'''
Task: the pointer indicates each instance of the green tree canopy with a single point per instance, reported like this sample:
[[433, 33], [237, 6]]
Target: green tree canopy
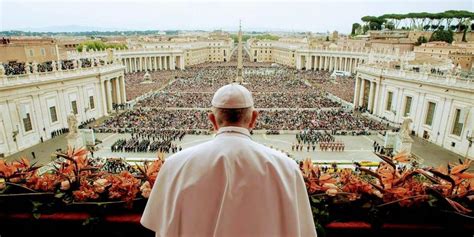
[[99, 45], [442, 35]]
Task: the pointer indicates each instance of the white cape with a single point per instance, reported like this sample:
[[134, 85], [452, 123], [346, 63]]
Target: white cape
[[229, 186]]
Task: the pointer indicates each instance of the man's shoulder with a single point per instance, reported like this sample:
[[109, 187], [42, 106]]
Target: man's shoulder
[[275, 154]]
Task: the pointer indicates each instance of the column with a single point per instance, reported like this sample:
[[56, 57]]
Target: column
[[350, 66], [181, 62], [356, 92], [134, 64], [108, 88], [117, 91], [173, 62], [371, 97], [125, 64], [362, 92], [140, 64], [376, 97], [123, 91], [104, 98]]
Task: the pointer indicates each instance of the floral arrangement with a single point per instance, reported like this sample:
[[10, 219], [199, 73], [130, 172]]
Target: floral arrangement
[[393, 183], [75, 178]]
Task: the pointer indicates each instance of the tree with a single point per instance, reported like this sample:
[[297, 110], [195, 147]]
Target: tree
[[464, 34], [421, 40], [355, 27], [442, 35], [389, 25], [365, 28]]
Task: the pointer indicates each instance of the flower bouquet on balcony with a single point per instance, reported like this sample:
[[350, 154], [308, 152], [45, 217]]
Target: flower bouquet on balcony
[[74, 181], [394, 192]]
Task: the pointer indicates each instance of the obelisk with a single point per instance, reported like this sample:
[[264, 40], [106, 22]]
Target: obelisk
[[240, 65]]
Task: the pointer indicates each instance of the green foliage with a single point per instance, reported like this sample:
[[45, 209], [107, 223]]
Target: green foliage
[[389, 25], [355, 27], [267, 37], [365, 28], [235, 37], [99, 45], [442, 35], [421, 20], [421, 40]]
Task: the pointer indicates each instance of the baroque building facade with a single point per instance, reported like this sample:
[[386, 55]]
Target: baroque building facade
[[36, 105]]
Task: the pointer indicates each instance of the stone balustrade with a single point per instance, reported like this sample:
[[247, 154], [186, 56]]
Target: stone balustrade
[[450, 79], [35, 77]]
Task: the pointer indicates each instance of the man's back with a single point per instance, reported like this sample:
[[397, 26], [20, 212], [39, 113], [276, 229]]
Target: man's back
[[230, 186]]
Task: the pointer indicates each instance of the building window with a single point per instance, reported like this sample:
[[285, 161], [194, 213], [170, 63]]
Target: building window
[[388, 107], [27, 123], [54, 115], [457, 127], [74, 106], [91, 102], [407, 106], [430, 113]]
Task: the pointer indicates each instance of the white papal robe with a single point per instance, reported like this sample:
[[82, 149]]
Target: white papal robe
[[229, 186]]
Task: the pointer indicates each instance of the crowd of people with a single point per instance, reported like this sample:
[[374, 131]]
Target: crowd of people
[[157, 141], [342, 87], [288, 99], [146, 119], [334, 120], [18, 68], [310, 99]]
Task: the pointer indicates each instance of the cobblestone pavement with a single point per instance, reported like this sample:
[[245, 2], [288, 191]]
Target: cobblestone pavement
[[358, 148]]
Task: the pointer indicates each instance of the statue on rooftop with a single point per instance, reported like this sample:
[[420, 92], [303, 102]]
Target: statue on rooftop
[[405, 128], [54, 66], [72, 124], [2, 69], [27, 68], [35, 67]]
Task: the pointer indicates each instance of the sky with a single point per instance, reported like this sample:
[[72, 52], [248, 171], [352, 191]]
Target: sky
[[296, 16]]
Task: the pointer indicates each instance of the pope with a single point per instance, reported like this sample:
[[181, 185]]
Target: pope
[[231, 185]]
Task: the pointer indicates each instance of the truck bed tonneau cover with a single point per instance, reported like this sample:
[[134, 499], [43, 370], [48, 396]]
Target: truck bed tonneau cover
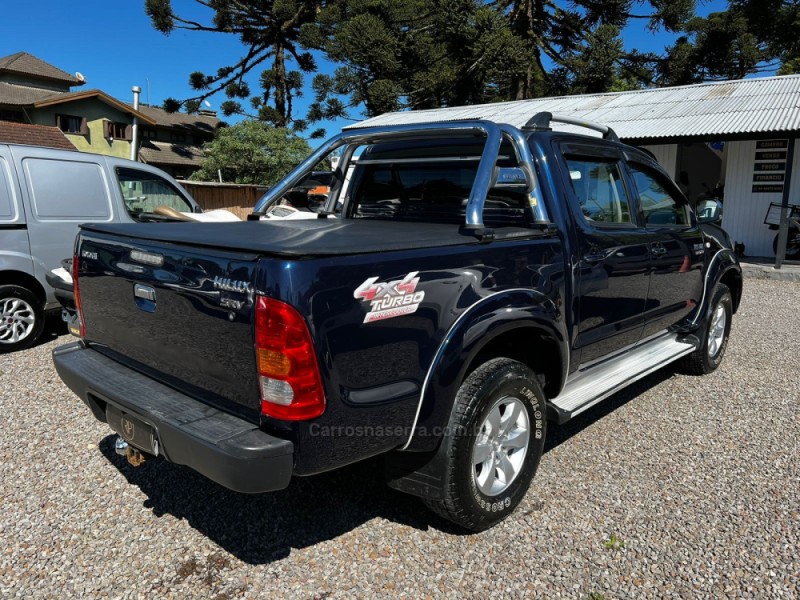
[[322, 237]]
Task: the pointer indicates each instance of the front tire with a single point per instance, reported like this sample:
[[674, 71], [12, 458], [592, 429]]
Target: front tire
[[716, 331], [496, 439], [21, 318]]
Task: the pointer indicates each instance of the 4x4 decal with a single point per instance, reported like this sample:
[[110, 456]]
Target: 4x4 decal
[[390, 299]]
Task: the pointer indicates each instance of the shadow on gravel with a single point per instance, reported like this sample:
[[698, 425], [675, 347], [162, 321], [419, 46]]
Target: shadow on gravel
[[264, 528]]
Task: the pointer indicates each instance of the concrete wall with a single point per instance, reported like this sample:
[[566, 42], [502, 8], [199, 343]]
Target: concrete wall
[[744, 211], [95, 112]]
'''
Short task: Please rewrite the entries starting at the line that contains "Task: the pointer indicates each instance of the man's back" and ending after the line that contains "106], [430, 113]]", with "building window" replaced by "office window" and everything else unchanged.

Answer for the task:
Task: the pointer indicates each instance of the man's back with a single point per instance, reported like this sample:
[[397, 26], [20, 212], [39, 113], [276, 229]]
Target: man's back
[[230, 186]]
Task: the pointer indicates each instance of the office window with a single point per instance, reported like this sample:
[[285, 161], [194, 213], [170, 63]]
Target: office window
[[388, 107], [27, 123], [54, 115], [457, 127], [74, 106], [91, 102], [407, 106], [430, 113]]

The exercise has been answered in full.